In order to filter out false positives and generally make the vehicle detections smoother, I used a first order filter on the heatmap between frames. In other words, give the heat map from the previous frame (heat_map_prev) and the unfiltered heatmap from this frame, the heatmap used for vehicle detection is:
heatmap = alpha*heatmap_prev + (1-alpha)*heatmap_unfiltered
I used an alpha of 0.8 for some significant filtering. With this filtering, I have no false positives in the video
As mentioned previously, this is implemented in the add_heat function on lines 240 to 253 of the helper_functions.py file. There is also some initialization logic here.
Briefly discuss any problems / issues you faced in your implementation of this project. Where will your pipeline likely fail? What could you do to make it more robust?
One of the limitations of the algorithm is that it only detects vehicles relatively close to the car. By increasing the amount of sliding windows and decreasing their size, this could be improved.
In order to increase the vehcile tracking capability, it could also be useful to keep track of specific videos in the code and track their location. Potentially, you could even track their speed relative to the camera and propogate their position in subsequent frames.
Other challenges would also be camera occlusions including rain, snow, and or dirt, or simply a large amount of glare from the sun. These would have to be addressed by more thorough training of the classifier and possibly using data augmentation to simulate these conditions with the existing images.
With more time, I would like to try to use other classifiers with the same features such as a convolutional neural network.

* WHAT IS REQUIRED *
Reproduce the vehicle detection writeup above word for word, everything from "In order to increase" down to "convolutional neural network.".

* COLLECTED MATERIAL *
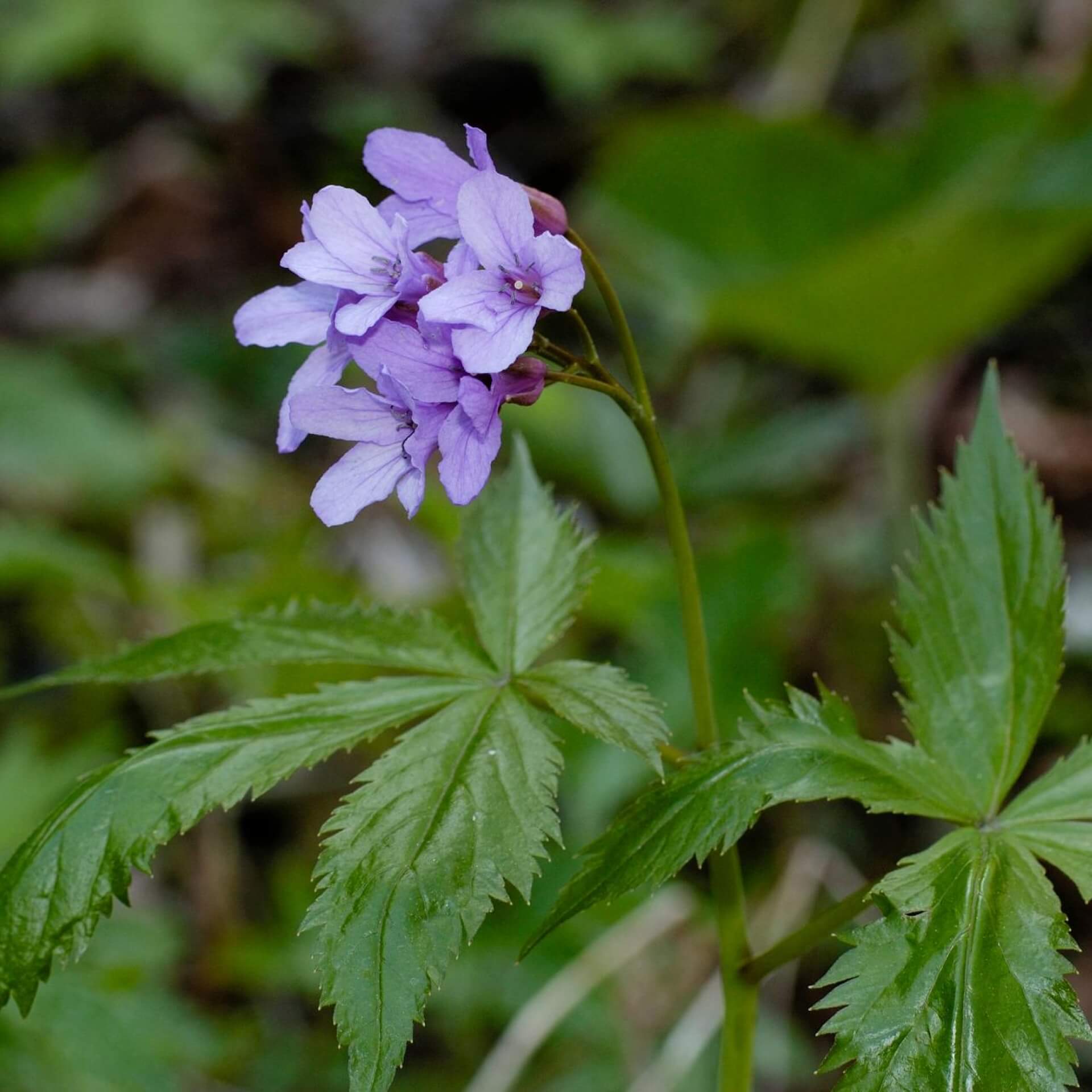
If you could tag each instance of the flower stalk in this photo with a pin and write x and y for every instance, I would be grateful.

* EXERCISE RESULT *
In order to increase the vehcile tracking capability, it could also be useful to keep track of specific videos in the code and track their location. Potentially, you could even track their speed relative to the camera and propogate their position in subsequent frames.
Other challenges would also be camera occlusions including rain, snow, and or dirt, or simply a large amount of glare from the sun. These would have to be addressed by more thorough training of the classifier and possibly using data augmentation to simulate these conditions with the existing images.
With more time, I would like to try to use other classifiers with the same features such as a convolutional neural network.